__Текстовый фрагмент__
##########

В метафизике сделать подобные выводы человеку, с детства увлеченному историей науки, было легко. Мне было совершенно ясно, например, когда Эйнштейн заставил философов говорить об относительности, что их убежденность в вечности научных проблем и концепций столь же беспочвенна, как и уверенность молодой девицы, что шляпки этого года единственные, которые вообще могут носить женщины, находясь в здравом уме. Они утверждали «аксиоматический», «самоочевидный» характер учений о материи, движении и т. д., которые впервые были выдвинуты три или четыре столетия тому назад весьма отважными мыслителями, рисковавшими из-за них своей головой или свободой. Эти доктрины стали частью верований любого образованного европейца лишь после длительной и фанатичной пропаганды в восемнадцатом веке.

Для меня стало очевидно, что метафизика (как показывает само значение этого слова, хотя люди все еще употребляют его как эквивалент «парафизики») — не бесплодная попытка познать то, что лежит за пределами опыта, но всегда является попыткой выяснить, во-первых, что люди данной эпохи думают об общей природе мира, причем эти представления оказываются предпосылками всех их «физик», т. е. конкретных исследований деталей; во-вторых, какими были представления других народов в другие времена и как одна совокупность предпосылок превращалась в другую.

Какие предпосылки лежали в основе физики или естествознания того или иного народа в определенный период, это столь же исторический вопрос, как и вопрос о том, какое платье тогда носили. На него и должны ответить метафизики. И в их обязанности не входит постановка следующего вопроса: были ли эти предпосылки вместе с другими верованиями, которых придерживались или придерживаются различные народы, истинными или нет. Последний вопрос всегда оказывался и оказывается вопросом, не имеющим ответа. Данному обстоятельству не приходится удивляться, если моя «логика вопроса и ответа» чего-нибудь стоит: представления, историю которых должен изучать метафизик, являются не ответами на вопросы, а только их предпосылками. Вот почему разграничение между истинным и ложным к ним неприменимо. Здесь речь может идти только о разграничении того, что предполагается, и того, что не предполагается. Предпосылкой одного вопроса может быть ответ на другой вопрос. Верования, которые метафизик стремится исследовать и систематизировать, суть предпосылки вопросов, задаваемых естествоиспытателем, но не ответы на какой бы то ни было вопрос. Мы можем назвать их «абсолютными» предпосылками.

##########

[Список данных]
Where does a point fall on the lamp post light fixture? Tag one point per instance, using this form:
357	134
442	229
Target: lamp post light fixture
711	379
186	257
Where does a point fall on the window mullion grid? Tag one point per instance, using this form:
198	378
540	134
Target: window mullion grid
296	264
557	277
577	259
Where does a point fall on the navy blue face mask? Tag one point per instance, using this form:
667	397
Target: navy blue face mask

##########

__Задания__
- A) Как во фрагменте о метафизике предлагается назвать верования, которые метафизик стремится исследовать и систематизировать?
- B) Перепечатайте все строки из списка данных без единого изменения.
Текст и строки друг с другом никак не связаны.

__Ответы__
- A) «Абсолютными» предпосылками.

- B)
Where does a point fall on the lamp post light fixture? Tag one point per instance, using this form:
357	134
442	229
Target: lamp post light fixture
711	379
186	257
Where does a point fall on the window mullion grid? Tag one point per instance, using this form:
198	378
540	134
Target: window mullion grid
296	264
557	277
577	259
Where does a point fall on the navy blue face mask? Tag one point per instance, using this form:
667	397
Target: navy blue face mask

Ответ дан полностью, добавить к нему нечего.